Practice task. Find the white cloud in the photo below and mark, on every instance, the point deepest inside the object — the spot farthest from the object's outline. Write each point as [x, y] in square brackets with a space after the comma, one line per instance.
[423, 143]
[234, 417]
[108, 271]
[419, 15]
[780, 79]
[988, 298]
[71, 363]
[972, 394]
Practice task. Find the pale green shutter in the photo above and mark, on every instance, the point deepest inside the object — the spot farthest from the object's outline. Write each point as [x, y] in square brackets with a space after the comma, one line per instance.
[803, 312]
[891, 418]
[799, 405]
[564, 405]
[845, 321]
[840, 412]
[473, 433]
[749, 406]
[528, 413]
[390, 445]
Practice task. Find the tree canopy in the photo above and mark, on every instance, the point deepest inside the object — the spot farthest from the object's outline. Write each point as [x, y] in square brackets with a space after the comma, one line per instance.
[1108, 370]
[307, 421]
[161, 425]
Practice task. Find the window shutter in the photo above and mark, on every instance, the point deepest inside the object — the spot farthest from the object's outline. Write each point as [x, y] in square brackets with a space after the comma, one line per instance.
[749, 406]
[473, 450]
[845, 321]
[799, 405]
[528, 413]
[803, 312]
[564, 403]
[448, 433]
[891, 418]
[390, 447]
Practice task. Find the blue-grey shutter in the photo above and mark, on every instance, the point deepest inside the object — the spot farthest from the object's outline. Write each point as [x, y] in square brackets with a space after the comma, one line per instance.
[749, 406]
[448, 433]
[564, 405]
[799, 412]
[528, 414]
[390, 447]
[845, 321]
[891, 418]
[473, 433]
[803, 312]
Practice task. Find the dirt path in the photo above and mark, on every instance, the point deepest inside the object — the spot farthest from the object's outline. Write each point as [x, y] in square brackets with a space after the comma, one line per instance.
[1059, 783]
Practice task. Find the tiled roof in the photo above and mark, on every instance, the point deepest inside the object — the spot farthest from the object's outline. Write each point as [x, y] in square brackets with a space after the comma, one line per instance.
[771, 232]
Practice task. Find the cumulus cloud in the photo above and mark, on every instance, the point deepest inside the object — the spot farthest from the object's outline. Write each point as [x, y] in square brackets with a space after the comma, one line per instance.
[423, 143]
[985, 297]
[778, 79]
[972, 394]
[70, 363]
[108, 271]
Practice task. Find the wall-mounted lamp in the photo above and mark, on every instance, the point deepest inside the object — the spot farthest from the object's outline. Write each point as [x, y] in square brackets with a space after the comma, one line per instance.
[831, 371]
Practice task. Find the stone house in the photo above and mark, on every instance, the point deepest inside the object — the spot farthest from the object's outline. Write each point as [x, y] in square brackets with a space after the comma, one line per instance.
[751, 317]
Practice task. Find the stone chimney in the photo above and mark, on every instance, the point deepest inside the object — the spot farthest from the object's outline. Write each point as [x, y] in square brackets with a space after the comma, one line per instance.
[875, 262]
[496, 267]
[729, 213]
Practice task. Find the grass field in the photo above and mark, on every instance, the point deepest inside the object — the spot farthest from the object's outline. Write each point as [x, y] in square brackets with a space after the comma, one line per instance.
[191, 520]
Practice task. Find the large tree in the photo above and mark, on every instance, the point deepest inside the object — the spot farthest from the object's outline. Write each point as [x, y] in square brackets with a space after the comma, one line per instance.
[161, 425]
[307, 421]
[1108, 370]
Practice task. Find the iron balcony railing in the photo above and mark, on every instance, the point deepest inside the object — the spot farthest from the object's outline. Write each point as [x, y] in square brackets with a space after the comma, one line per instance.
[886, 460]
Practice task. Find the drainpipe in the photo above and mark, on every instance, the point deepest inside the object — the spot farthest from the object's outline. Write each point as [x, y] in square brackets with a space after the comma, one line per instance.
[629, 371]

************

→ REQUIRED TASK
Change "Practice task" to "Warm-up exercise" throughout all the records above, and reproduce every line with nothing else altered.

→ WRITTEN ANSWER
Warm-up exercise. Find the white cloud in the photo below and mark, on every instance, the point deepest inside the object — the spot farthest from the object's outline. Write each point as [x, y] in square brackets with a space after the comma, one line per instance.
[423, 143]
[234, 417]
[108, 271]
[419, 15]
[780, 79]
[988, 298]
[71, 363]
[972, 394]
Warm-up exercise. Find the pale green shutter in the photo above and mark, on every instance, the point deepest inside the object — the spot farthest from the object's outline. Write each point as [x, y] in square brackets with a space after the comma, one line per instance.
[803, 312]
[891, 418]
[799, 405]
[564, 405]
[845, 321]
[840, 412]
[473, 433]
[749, 406]
[528, 413]
[390, 445]
Warm-up exercise. Find the tree canopy in the photo above and mark, on every instance, the point deepest inside the object — the spot farthest from the object's outline. Write each point as [x, y] in square brackets with a space after the comma, one line per instance.
[1108, 370]
[307, 421]
[161, 425]
Warm-up exercise. Find the window shutter in the photo above and mark, on every instance, the point deepest inside the object — the spot farthest from the object's outline. Write each point as [x, y] in square brackets with a space after the comma, one line per instance.
[749, 406]
[473, 450]
[845, 321]
[799, 405]
[528, 413]
[803, 312]
[564, 403]
[448, 433]
[891, 418]
[390, 447]
Warm-up exercise. Find the blue-grey shutter in the photo above and mark, on every instance, the point deepest inside the object — the spot farthest from the object's outline. Write each point as [x, y] in square brackets with a space after the comma, one line per instance.
[749, 406]
[448, 433]
[564, 405]
[799, 412]
[528, 414]
[390, 447]
[845, 321]
[891, 418]
[473, 433]
[803, 312]
Warm-up exercise. Find the dirt path in the photo above and mark, on every instance, the point deepest inside the object — the spot farthest from the object's outline. Write each point as [x, y] in square brackets with a space after the comma, one line per instance.
[1059, 783]
Warm-up exercise. Find the tiled roof in the photo above and mark, on every instance, the point deepest inside the object — the spot farthest from the object's outline. Write each point as [x, y] in square brackets with a space after the comma, one line per instance.
[771, 232]
Warm-up exercise. Find the cumulus cloud in the photo above and mark, on every instance, the point deepest inside the object — the spot farthest from the object's outline. Write each point as [x, y] in square brackets with a space after the comma, one line per instance.
[423, 143]
[985, 297]
[778, 79]
[972, 394]
[70, 363]
[108, 271]
Warm-up exercise. Find the wall-mounted lamp in the photo above and mark, on every instance, the point deepest inside the object — the spot farthest from the object's outline. Write each point as [x, y] in square brackets with a space after the comma, one line per instance.
[831, 371]
Warm-up exercise. Find the stone house in the photo above and mark, on every instance, the point deepest inside the object — the spot farthest from the object's outline. Write each point as [x, y] in square brackets with a space after the comma, one line per instance.
[751, 317]
Warm-up exercise. Find the stone chimney in the photo above and mark, on every instance, the point deepest inside the object — the spot farthest from the object's outline. Write each point as [x, y] in square brackets with a space after the comma, one line per instance.
[875, 262]
[496, 267]
[729, 213]
Warm-up exercise. Find the grass field in the photo above and mark, on every instance, the point deepest inside the object — the spot farthest from the object's outline. Write each point as [x, y] in square brackets with a space after the comma, one line per instance.
[191, 520]
Warm-up exercise. Find the large tree in the photo above and mark, on every instance, the point deepest inside the object — the spot farthest from the object's outline. Write each point as [x, y] in square brackets with a space after the comma, one line per instance.
[161, 425]
[307, 421]
[1108, 370]
Warm-up exercise. Find the iron balcony railing in the photo above and mark, on every instance, the point deepest inside the object — the spot farthest from the object's outline. Write each point as [x, y] in square brackets with a space after the comma, one line per instance.
[886, 460]
Warm-up exercise. Find the drainpipe in the photo above and mark, on every instance, the point deepest inside the object — the spot farthest from the object's outline. Write each point as [x, y] in square brackets with a space after the comma, one line per instance.
[629, 371]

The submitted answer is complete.